Task description: Please restate each entry that follows word for word.

Source records:
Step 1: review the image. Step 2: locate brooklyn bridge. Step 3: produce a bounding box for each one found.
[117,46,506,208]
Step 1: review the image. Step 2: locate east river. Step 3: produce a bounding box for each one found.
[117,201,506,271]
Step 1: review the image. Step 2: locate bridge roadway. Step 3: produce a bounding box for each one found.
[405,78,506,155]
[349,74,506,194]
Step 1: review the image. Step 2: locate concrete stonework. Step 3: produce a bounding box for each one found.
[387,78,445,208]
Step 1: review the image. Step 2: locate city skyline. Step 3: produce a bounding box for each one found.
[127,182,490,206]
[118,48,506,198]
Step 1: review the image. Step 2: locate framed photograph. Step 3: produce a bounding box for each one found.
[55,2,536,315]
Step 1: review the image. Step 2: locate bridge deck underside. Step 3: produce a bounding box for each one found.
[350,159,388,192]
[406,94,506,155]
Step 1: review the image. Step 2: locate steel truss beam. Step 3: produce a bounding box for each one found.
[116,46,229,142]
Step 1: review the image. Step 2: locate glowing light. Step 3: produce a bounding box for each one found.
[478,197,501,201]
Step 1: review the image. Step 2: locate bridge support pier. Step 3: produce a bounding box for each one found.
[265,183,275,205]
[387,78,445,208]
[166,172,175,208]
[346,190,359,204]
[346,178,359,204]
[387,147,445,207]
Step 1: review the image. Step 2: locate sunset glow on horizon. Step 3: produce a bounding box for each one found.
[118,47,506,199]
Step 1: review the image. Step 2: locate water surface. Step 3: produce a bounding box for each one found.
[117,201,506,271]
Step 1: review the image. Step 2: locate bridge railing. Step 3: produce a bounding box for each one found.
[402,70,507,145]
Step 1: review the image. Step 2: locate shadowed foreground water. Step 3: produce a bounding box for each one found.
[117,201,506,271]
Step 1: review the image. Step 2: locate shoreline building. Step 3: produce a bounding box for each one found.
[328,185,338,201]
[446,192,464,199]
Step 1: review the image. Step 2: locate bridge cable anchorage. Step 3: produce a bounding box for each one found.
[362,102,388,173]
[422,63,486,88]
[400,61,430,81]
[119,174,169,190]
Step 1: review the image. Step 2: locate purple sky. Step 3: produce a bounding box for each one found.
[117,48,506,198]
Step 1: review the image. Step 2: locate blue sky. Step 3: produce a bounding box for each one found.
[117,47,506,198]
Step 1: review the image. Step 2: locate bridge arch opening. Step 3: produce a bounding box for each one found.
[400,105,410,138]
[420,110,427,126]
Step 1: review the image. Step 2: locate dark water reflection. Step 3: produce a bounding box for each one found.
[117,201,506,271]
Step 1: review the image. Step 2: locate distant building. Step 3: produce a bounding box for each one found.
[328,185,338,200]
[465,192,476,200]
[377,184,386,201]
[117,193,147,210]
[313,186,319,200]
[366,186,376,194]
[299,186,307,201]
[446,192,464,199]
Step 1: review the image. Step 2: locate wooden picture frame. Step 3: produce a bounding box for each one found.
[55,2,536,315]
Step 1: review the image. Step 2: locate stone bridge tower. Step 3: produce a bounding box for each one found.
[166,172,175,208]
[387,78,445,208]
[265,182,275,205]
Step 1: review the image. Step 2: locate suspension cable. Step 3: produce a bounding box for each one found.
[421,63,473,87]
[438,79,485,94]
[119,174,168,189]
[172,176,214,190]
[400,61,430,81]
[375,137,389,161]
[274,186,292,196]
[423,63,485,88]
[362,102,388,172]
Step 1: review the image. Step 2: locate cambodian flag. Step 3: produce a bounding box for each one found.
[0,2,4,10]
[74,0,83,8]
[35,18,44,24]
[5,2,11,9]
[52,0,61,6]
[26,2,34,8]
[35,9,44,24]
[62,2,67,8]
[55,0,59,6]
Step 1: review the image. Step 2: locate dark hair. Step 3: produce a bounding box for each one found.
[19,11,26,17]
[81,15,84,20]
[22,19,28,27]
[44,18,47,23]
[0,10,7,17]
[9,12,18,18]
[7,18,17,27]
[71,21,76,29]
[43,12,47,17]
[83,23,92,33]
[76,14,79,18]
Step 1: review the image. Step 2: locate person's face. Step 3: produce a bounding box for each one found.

Result below:
Step 1: review the image. Step 2: locate brooklyn bridge. Step 3: produce a bounding box for each one found.
[117,46,506,208]
Step 1: review the image. Step 2: locate east river. Step 3: produce a bounding box for each one found.
[117,201,506,271]
Step 1: review the image. Step 2: locate bridge roadway. Step 3: produce a bounding box for each one found.
[405,78,506,155]
[349,74,506,194]
Step 1: review the image. Step 2: locate concrete stonework. Step 3: produce a bounding box for each one found.
[387,78,445,208]
Step 1: review the image. Step 2: locate city skyline. Step 3: produce a bounding box for each one found.
[127,182,490,206]
[118,48,506,198]
Step 1: review the image. Step 2: locate framed photograph. Step 3: produce a bounding box for each one found.
[55,2,536,315]
Step 1: review the image. Step 2: locate bridge deck underside. Step 3: produce a bounding box for each one found.
[350,159,388,192]
[406,94,506,155]
Step 1: review the image. Step 2: locate steel truss beam. Step 3: produce a bounding box for each one found.
[116,46,229,142]
Step 1: review the image. Step 2: locate glowing light. Step 3: produce a bounding box for each one found.
[478,197,501,201]
Step 1: review the image. Step 2: locate bridge support pier. Step 3: produce a bounding box for each one found.
[265,183,275,205]
[387,78,445,208]
[166,172,175,208]
[346,190,359,204]
[346,178,359,204]
[387,147,445,207]
Step 1: review the image. Step 2: locate sunset glow on horizon. Step 3: produce a bounding box for each one found.
[118,47,506,199]
Step 1: review the image. Step 2: locate water surface. Step 3: produce a bounding box for each one found.
[117,201,506,271]
Step 1: review the image. Step 2: locate bridge railing. Step 3: produce a bounding box for each one found.
[402,70,507,145]
Step 1: review the image. Step 2: locate shadowed foreground water. Step 3: produce a bounding box for each one found.
[117,201,506,271]
Step 1: review the image. Step 2: locate shoreline building. Step 3: produce a bounding box for each one found.
[328,185,338,201]
[446,192,464,199]
Step 1: review the image. Step 2: locate bridge cable anchorage. Step 3: produce a bounding box for each one found.
[362,102,388,173]
[422,63,486,88]
[400,61,430,81]
[119,174,169,190]
Step 1: review the image. Step 2: locate purple sky. Step 3: produce a bounding box for each one found.
[117,48,506,198]
Step 1: review the image. Step 2: locate blue sky. Step 3: produce a bounding box for each one found.
[117,47,506,198]
Step 1: review the image. Step 2: locate bridge arch opening. Step 3: produce a bounding box for each one found.
[400,105,410,138]
[420,110,427,126]
Step 1: review the image. Step 2: locate dark water reflection. Step 3: produce a bounding box for each one found.
[117,201,506,271]
Step 1: review the image. Step 2: locate distant building. Step 3: produce a bounding box for each one found.
[328,185,338,200]
[465,192,476,200]
[377,184,386,201]
[117,193,147,210]
[313,186,319,200]
[366,186,376,194]
[299,186,307,201]
[446,192,464,199]
Step 1: review the image. Step 2: locate wooden picture frame. Step 3: produce a bounding box for each one found.
[55,2,536,315]
Step 1: review the image. Step 2: locate stone bridge tower. Step 3: produce a bounding box for each one found.
[166,172,175,208]
[387,78,445,208]
[265,182,275,205]
Step 1: review the image. Step 2: locate suspension cable. Step 3: produce a bounding box for each one found.
[421,63,473,87]
[438,79,485,94]
[119,174,168,189]
[172,176,214,190]
[400,61,430,81]
[375,137,389,161]
[274,186,292,196]
[423,63,485,88]
[362,102,388,172]
Step 1: review the image. Step 2: locate cambodian flag. Step 3: produce a bounding box for each one found.
[0,2,4,10]
[74,0,83,8]
[35,18,44,24]
[5,2,11,9]
[52,0,61,6]
[26,2,34,8]
[35,9,44,24]
[62,2,67,8]
[55,0,59,6]
Step 1: review the image. Step 2: locate dark hair. Step 3: produce a bounding box for each one found.
[19,11,26,17]
[81,15,84,20]
[22,19,28,27]
[44,18,47,23]
[0,10,7,17]
[9,12,18,18]
[7,18,17,27]
[71,21,76,29]
[43,12,47,17]
[83,23,92,33]
[76,14,79,18]
Step 1: review the image. Step 2: locate person's face. Step 3: produce a bounding box for each one found.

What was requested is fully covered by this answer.